Source text:
Will MacAskill: Maybe you could. You’ve got to imagine these somewhat outlandish possibilities, but that’s okay because we’re illustrating a philosophical point. Now you’ve got these 2 bodies that wake up and have all the same memories of you. From their perspective they were just in this car crash and then woke up in a different… The question is, who’s you? Supposing we think there’s this Cartesian soul that exists within one of us, the question would be into which body does the soul go? Or, even if you don’t think there’s a soul but you think, no, there’s something really fundamental about me. Who’s the me?
There’s 4 possible answers. One is that it’s one sibling. Second is it’s the other sibling. Third is it’s both. Fourth is it’s neither. It couldn’t be one brother or one sibling over the other because there’s a parity argument. Any argument you give for saying it’s the youngest sibling would also give an argument to the oldest sibling. That can’t be the case. It can’t be that it’s both people because, well, now I’ve got this person that consists of 2 other entities walking around? That seems very absurd indeed. It can’t be neither either.
Now imagine the case where you’re in a car crash and your brain just gets transplanted to one person. Then you would think, well, we continue. I was in this terrible car crash, I woke up with a different body, but it’s still me. I still have all the same memories. But, if it’s the case that I can survive in the case of my brain being transplanted into one other person, surely I can survive if my brain is transplanted into 2 people. It would seem weird that a double win, double success, is actually a failure.
And so, tons more philosophical argument goes into this. The conclusion that Derek Parfit ultimately makes is, there’s just no fact of the matter here. This actually shows that what we think of as this continued personal identity over time is just a kind of fiction. It’s like saying when the French Socialist party split into two, are there now two? Which one is really the French Socialist party? This is just a meaningless questions.
Robert Wiblin: What’s actually going on is that there are different parties, and some of them are more similar than others.

Supplied material:

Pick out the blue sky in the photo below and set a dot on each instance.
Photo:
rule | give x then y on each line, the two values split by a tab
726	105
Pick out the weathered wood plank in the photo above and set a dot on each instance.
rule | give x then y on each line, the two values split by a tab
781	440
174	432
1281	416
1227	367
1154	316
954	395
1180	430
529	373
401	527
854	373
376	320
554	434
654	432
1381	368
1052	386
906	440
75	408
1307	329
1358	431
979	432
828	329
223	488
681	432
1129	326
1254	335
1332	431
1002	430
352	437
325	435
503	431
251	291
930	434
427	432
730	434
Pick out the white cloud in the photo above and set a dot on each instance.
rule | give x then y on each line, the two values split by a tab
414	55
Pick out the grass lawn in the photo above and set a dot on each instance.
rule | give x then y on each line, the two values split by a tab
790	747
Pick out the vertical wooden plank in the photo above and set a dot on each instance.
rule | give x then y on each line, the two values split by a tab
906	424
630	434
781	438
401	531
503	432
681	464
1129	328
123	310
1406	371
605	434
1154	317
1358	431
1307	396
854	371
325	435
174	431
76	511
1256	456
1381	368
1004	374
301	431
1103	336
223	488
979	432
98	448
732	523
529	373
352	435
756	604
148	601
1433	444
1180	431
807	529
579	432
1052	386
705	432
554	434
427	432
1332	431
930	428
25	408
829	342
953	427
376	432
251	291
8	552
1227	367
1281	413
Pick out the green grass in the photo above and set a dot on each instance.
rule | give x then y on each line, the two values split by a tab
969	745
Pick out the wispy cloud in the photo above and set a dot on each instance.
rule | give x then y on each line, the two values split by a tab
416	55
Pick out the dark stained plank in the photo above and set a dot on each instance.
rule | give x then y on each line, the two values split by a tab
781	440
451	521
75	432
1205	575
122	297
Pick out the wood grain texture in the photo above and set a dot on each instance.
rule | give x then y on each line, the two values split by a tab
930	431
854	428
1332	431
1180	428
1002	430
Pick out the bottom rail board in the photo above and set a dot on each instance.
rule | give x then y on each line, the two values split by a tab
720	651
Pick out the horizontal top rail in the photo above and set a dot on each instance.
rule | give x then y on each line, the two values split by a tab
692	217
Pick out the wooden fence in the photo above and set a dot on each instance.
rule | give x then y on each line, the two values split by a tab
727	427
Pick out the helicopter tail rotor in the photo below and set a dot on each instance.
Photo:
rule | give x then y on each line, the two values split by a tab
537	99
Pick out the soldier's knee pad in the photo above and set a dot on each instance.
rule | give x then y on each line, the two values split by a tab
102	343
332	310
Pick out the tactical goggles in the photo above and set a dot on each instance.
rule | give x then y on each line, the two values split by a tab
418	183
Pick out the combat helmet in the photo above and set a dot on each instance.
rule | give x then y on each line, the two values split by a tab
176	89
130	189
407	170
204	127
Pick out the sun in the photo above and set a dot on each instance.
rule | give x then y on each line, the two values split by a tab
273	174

Exercise tasks:
a) From the transcript on personal identity, list the possible answers to who "you" would be after the double transplant.
b) Copy from the transcript on personal identity the passage running from "Now imagine the" to "actually a failure.".

Completed exercise:
a)
1. It's one sibling.
2. It's the other sibling.
3. It's both.
4. It's neither.

b)
Now imagine the case where you’re in a car crash and your brain just gets transplanted to one person. Then you would think, well, we continue. I was in this terrible car crash, I woke up with a different body, but it’s still me. I still have all the same memories. But, if it’s the case that I can survive in the case of my brain being transplanted into one other person, surely I can survive if my brain is transplanted into 2 people. It would seem weird that a double win, double success, is actually a failure.